Stored records
################

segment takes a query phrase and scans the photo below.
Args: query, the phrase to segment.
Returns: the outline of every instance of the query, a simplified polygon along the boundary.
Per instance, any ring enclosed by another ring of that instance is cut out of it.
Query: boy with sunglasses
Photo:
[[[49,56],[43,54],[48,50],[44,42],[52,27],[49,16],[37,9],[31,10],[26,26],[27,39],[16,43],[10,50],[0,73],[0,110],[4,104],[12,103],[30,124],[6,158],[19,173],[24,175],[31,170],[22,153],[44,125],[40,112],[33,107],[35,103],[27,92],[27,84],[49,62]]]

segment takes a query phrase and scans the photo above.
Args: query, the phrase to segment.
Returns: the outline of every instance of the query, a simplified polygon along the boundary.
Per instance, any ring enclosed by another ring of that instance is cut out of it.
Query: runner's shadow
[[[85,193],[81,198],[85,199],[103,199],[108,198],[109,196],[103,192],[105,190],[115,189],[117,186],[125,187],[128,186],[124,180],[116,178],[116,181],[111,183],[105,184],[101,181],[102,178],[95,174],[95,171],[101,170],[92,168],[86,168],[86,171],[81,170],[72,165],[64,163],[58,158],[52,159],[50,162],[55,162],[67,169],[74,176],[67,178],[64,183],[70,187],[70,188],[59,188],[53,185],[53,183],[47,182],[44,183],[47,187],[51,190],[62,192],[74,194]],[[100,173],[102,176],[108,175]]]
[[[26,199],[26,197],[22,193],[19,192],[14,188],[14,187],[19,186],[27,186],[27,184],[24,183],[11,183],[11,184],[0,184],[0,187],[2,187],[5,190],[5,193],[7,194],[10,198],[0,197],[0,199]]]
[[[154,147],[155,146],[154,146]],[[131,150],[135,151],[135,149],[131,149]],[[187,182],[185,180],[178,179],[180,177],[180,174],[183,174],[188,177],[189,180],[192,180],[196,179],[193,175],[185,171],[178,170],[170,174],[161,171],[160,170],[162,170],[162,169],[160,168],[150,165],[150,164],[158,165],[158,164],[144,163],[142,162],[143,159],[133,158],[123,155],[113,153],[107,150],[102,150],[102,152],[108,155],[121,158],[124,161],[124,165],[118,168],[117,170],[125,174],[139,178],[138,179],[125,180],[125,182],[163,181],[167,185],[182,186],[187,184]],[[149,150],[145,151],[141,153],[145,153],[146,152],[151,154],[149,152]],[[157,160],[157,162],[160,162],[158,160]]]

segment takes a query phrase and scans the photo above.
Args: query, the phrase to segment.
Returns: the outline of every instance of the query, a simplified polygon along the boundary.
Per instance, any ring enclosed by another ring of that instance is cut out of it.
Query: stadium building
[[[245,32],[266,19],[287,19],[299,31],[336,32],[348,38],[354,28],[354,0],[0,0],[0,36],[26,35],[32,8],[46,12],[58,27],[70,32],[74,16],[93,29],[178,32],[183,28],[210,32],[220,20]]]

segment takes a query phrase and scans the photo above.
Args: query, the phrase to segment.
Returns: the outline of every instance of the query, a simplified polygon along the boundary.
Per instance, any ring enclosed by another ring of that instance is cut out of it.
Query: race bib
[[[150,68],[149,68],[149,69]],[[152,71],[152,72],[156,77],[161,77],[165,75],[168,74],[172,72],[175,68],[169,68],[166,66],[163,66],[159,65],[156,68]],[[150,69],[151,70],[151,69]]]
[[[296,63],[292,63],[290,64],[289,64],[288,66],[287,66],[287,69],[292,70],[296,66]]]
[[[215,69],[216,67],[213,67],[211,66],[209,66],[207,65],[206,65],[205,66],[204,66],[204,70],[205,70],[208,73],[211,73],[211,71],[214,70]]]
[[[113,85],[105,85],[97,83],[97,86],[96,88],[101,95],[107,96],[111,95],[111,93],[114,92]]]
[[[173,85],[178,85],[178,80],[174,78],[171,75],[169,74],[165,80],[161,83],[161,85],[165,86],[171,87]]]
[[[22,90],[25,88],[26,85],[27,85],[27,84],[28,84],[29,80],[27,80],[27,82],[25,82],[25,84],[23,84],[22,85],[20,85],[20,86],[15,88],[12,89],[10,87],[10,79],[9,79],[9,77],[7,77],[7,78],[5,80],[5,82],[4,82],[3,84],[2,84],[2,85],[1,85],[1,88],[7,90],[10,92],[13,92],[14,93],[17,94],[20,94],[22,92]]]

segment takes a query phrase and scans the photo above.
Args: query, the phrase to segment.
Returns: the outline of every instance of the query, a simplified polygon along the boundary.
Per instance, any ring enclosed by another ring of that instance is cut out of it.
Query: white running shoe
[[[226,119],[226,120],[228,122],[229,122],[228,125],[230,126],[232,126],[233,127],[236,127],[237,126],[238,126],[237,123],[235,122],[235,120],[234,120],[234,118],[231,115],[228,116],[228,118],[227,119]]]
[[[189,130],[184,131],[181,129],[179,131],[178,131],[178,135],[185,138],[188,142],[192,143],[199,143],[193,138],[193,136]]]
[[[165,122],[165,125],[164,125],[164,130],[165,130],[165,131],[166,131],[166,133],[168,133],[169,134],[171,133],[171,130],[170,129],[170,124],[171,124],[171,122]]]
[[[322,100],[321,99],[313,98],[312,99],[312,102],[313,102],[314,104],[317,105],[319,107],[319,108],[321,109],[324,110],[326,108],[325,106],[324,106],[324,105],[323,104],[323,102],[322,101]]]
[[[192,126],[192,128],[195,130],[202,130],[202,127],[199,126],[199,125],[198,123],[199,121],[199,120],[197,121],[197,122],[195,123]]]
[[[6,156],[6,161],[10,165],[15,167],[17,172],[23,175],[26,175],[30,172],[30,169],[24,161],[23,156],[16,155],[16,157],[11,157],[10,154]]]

################

Copy out every line of the records above verbatim, without any alteration.

Exercise answer >>
segment takes a query phrase and scans the photo below.
Args: query, the phrase to segment.
Returns: the outline of every instance of the query, a simplified polygon along the boundary.
Per instance, any ring enclosed by another ring of that instance is cut out of it.
Query: boy with sunglasses
Photo:
[[[49,56],[43,54],[48,50],[44,42],[52,27],[49,16],[37,9],[31,10],[26,26],[27,39],[16,43],[10,50],[0,73],[0,110],[4,104],[12,103],[30,124],[6,158],[19,173],[24,175],[31,170],[22,153],[44,125],[40,112],[33,107],[35,103],[27,92],[27,84],[49,62]]]

segment takes a query phrase and scans the photo above.
Args: query, the phrase to segment.
Returns: the outline of every instance of the query, a simplified polygon along the boundary.
Per instance, any ring enclosed by another ring of that instance is cut out of it.
Query: runner's shadow
[[[85,193],[81,198],[85,199],[103,199],[108,198],[109,196],[103,192],[105,190],[115,189],[117,186],[125,187],[128,186],[124,180],[116,178],[116,181],[111,183],[105,184],[101,181],[102,178],[95,174],[95,171],[101,170],[92,168],[86,168],[86,171],[81,170],[72,165],[64,163],[58,158],[52,159],[50,162],[55,162],[67,169],[74,176],[67,178],[64,183],[70,187],[70,188],[59,188],[53,185],[53,183],[47,182],[44,183],[47,187],[51,190],[62,192],[74,194]],[[100,173],[102,176],[108,175]]]
[[[26,199],[26,197],[22,193],[19,192],[14,188],[14,187],[19,186],[27,186],[27,184],[24,183],[11,183],[11,184],[0,184],[0,187],[2,187],[5,190],[5,193],[7,194],[10,198],[0,197],[0,199]]]
[[[154,147],[155,146],[154,146]],[[131,150],[135,151],[135,149],[131,149]],[[187,182],[185,180],[178,179],[180,177],[180,174],[183,174],[188,177],[189,180],[192,180],[196,179],[193,175],[185,171],[178,170],[170,174],[161,171],[160,170],[162,170],[162,169],[160,168],[150,165],[150,164],[158,165],[158,164],[144,163],[142,162],[143,159],[133,158],[123,155],[113,153],[107,150],[102,150],[102,152],[108,155],[121,158],[124,161],[124,165],[118,168],[117,170],[125,174],[139,178],[138,179],[125,180],[125,182],[163,181],[167,185],[182,186],[187,184]],[[149,150],[145,151],[141,153],[145,153],[146,152],[151,154],[149,152]],[[157,160],[157,162],[160,162],[158,160]]]

segment takes a query phrase and scans the photo above.
Args: query, the phrase to segment.
Returns: the outline of every instance of the query, a simplified polygon along the boundary.
Per instance, any ring enclosed by another ring of that instance is cut out of it.
Query: stadium building
[[[245,32],[266,19],[287,19],[299,31],[336,32],[348,38],[354,28],[354,0],[0,0],[0,36],[26,35],[32,8],[46,12],[58,27],[70,32],[74,16],[93,29],[178,32],[183,28],[210,32],[220,20]]]

segment takes a query phrase and scans the photo above.
Args: query, the phrase to segment.
Returns: the outline of every instance of the query, a simplified polygon along the boundary.
Per instance, any ring enclosed by another ring of that instance is cut out of it.
Query: race bib
[[[150,68],[149,68],[149,69]],[[152,71],[152,72],[156,77],[161,77],[165,75],[168,74],[172,72],[175,68],[169,68],[166,66],[163,66],[159,65],[156,68]],[[150,69],[151,70],[151,69]]]
[[[296,63],[292,63],[290,64],[289,64],[288,66],[287,66],[287,69],[292,70],[296,66]]]
[[[215,69],[216,67],[213,67],[211,66],[209,66],[207,65],[206,65],[205,66],[204,66],[204,70],[205,70],[208,73],[211,73],[211,71],[214,70]]]
[[[113,85],[105,85],[97,83],[97,86],[96,88],[101,95],[107,96],[111,95],[111,93],[114,92]]]
[[[173,85],[178,85],[178,80],[174,78],[171,75],[169,74],[165,80],[161,83],[161,85],[165,86],[171,87]]]
[[[22,90],[25,88],[26,85],[27,85],[27,84],[28,84],[29,80],[27,80],[27,82],[25,82],[25,84],[23,84],[22,85],[20,85],[20,86],[15,88],[12,89],[10,87],[10,79],[9,79],[9,77],[7,77],[7,78],[5,80],[5,82],[4,82],[3,84],[2,84],[2,85],[1,85],[1,88],[7,90],[10,92],[13,92],[14,93],[17,94],[20,94],[22,92]]]

segment takes a query phrase and scans the photo above.
Args: query, the phrase to segment.
Returns: the outline of every instance of the query, a simplified polygon along the boundary.
Per instance, any ring enclosed by another ring of that instance is cut out of it.
Query: white running shoe
[[[226,119],[226,120],[228,122],[229,122],[228,125],[230,126],[232,126],[233,127],[236,127],[237,126],[238,126],[237,123],[235,122],[235,120],[234,120],[234,118],[231,115],[228,116],[228,118],[227,119]]]
[[[189,130],[184,131],[181,129],[179,131],[178,131],[178,135],[185,138],[188,142],[192,143],[199,143],[193,138],[193,136]]]
[[[165,122],[165,125],[164,125],[164,130],[165,130],[165,131],[166,131],[166,133],[168,133],[169,134],[171,133],[171,130],[170,129],[170,124],[171,124],[171,122]]]
[[[322,100],[321,99],[313,98],[312,99],[312,102],[313,102],[314,104],[317,105],[319,107],[319,108],[321,109],[324,110],[326,108],[325,106],[324,106],[324,105],[323,104],[323,102],[322,101]]]
[[[192,126],[192,128],[195,130],[202,130],[202,127],[199,126],[199,125],[198,123],[199,121],[199,120],[197,121],[197,122],[195,123]]]
[[[6,156],[6,161],[10,165],[15,167],[17,172],[23,175],[26,175],[30,172],[30,169],[24,161],[23,156],[16,155],[16,157],[11,157],[10,154]]]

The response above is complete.